Copy the listing exactly; drop the pictures.
-------
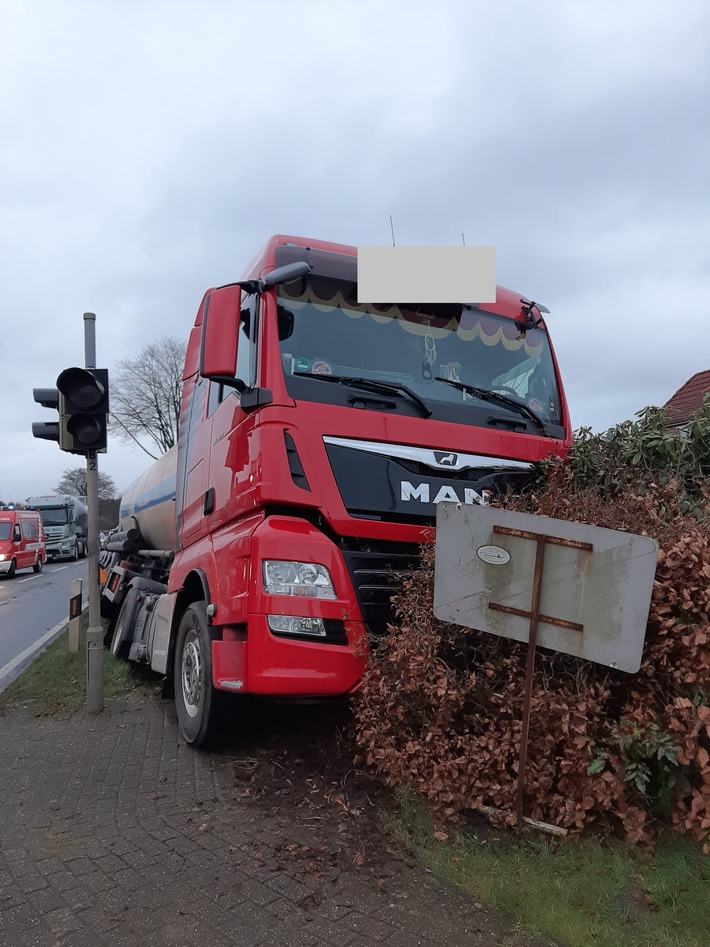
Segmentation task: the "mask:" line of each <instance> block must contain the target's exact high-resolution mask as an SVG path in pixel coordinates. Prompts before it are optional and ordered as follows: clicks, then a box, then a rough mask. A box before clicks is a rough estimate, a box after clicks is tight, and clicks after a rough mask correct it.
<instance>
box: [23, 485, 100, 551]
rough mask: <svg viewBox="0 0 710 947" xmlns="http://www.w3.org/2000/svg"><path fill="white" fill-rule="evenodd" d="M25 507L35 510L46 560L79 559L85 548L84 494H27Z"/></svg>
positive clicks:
-------
**Result of this task:**
Segmentation task: the "mask:" line of each <instance> block must contain the target's exact high-resolution mask as an SVG path in pixel coordinates. Prompts before it are optional and ordered as follows: clicks, then a box, then a rough mask. A box before clicks is a rough estimate, a box after clicks is tight, and clicks after a rough mask correct it.
<instance>
box: [23, 485, 100, 551]
rough mask: <svg viewBox="0 0 710 947" xmlns="http://www.w3.org/2000/svg"><path fill="white" fill-rule="evenodd" d="M25 507L35 510L46 560L79 559L85 548L84 494H27Z"/></svg>
positive clicks:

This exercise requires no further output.